---------- Excerpt provided ----------

Commander George Hermon Gill, (8 March 1895 – 27 February 1973) was a Royal Australian Navy officer, mariner, journalist and naval historian who wrote the two volumes on the Royal Australian Navy in the official history series Australia in the War of 1939–1945.

==Biography==
George Hermon Gill was born in Fulham, London, England, on 8 March 1895, the son of William Hermon Gill, a printer who worked for Cassell & Co, and his wife Alice Clark. In April 1910 he went to sea as an apprentice with the Aberdeen Line. He obtained his second mate's certificate in 1914, and in December of that year came to Australia on the troop ship , which carried the troops of the second contingent of the First AIF to Egypt. He served throughout the First World War with the Aberdeen Line, becoming a second officer, and ultimately receiving his master mariner's certificate in 1921. While serving as second officer on the SS Miltiades, he met Esther Paterson, an artist, who was a passenger on the ship.

---------- Data below ----------

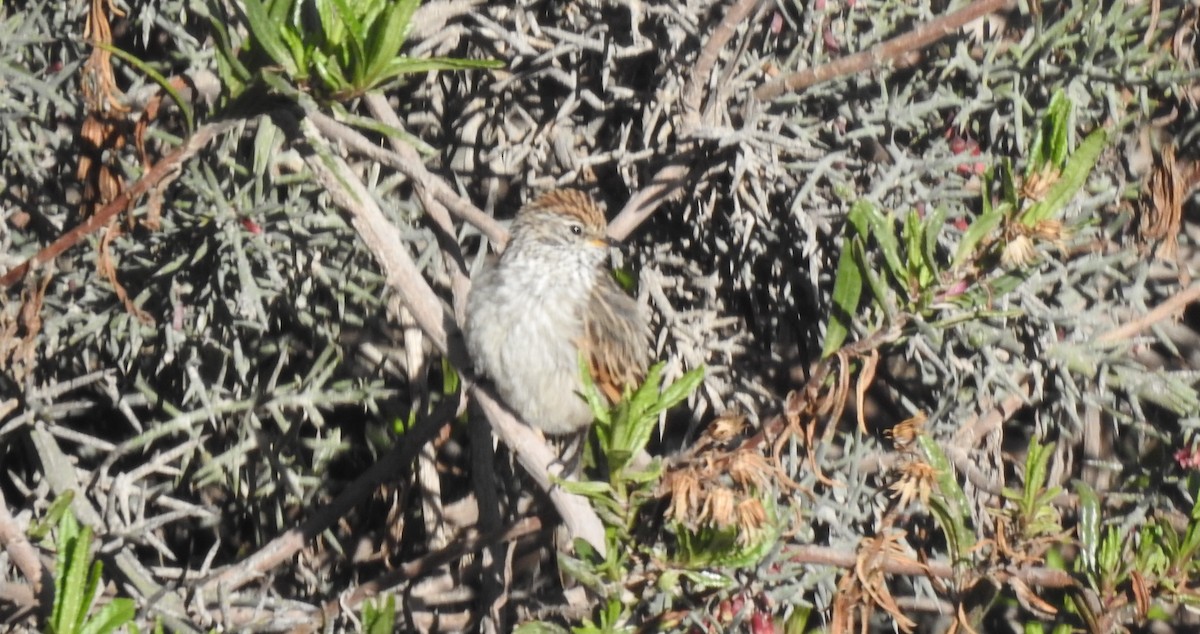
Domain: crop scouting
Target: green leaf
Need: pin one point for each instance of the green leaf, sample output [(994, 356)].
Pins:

----------

Problems and tasks.
(A) In the Gill biography, on which ship was Gill serving as second officer when he met Esther Paterson?
(B) Continue the Gill biography from its last sentence.

Answers to each task.
(A) The SS Miltiades.

(B)
Gill emigrated to Australia in 1922, and joined the staff of the Commonwealth Line in Melbourne. He married Paterson at her home in the Melbourne suburb of Middle Park on 2 June 1923. They had no children. He resigned his position with the Commonwealth Line in 1929, and took a holiday in England with Esther. When they returned to Australia, he became a freelance journalist, writing a weekly column for the Melbourne Star and later The Argus. He worked with the writer Frederick Howard on a film scenario entitled Fathful Journey based on Howard's novel The Emigrant. The scenario won a £250 prize in June 1939.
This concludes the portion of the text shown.